(Beginning of Working data)

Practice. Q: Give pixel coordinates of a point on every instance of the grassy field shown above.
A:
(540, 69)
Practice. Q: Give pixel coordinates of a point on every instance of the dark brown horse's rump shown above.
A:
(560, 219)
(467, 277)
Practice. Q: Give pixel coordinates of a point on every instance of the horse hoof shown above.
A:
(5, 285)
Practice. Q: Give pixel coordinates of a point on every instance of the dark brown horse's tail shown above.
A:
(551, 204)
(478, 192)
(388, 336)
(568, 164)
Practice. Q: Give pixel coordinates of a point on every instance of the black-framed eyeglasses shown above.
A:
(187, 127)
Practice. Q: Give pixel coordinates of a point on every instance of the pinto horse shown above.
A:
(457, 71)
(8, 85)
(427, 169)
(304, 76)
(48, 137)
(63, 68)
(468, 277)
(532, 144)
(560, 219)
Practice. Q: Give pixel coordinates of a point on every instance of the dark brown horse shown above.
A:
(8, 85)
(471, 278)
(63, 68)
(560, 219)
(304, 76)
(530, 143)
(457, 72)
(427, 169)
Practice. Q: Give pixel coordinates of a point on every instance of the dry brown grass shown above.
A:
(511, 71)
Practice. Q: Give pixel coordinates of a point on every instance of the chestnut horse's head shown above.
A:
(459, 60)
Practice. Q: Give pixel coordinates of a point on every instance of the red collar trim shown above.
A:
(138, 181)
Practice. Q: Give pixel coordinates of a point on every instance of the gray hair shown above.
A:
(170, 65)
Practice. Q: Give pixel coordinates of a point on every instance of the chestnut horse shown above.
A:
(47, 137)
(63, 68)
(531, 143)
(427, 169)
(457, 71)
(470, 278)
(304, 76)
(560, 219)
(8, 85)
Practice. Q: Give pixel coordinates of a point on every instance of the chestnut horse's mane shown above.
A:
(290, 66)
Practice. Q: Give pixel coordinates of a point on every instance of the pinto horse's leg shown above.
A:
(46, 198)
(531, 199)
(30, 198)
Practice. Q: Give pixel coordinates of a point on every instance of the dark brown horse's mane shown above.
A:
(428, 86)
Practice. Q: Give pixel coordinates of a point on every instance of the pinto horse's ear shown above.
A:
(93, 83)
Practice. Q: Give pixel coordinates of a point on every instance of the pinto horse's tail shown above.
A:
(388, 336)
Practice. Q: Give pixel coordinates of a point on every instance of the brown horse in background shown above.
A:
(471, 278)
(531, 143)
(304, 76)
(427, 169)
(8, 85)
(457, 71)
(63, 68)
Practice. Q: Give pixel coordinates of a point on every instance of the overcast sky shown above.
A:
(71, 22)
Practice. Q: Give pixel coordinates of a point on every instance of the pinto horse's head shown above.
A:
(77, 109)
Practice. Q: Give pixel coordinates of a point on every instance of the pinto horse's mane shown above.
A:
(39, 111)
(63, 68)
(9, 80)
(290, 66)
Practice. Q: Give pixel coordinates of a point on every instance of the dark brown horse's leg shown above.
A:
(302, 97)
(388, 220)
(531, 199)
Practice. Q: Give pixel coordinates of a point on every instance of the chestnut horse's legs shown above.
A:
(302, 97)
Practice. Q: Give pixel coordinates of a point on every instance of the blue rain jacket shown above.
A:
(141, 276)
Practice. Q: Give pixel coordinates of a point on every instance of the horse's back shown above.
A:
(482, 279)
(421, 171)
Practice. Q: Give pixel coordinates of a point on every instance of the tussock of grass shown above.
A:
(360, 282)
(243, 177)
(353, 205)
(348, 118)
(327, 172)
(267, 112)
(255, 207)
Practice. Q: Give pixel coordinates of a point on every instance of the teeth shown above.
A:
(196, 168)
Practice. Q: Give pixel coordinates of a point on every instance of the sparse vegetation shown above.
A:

(End of Working data)

__What you have to do__:
Copy every line of the material above in which the word "tail" appears.

__Exercise solution__:
Practice. Q: Give pixel coordinates of a point on every instance of the dark brown horse's tail shown above.
Practice. Q: Give pixel coordinates of a point on every instance of the pinto horse's tail shown above.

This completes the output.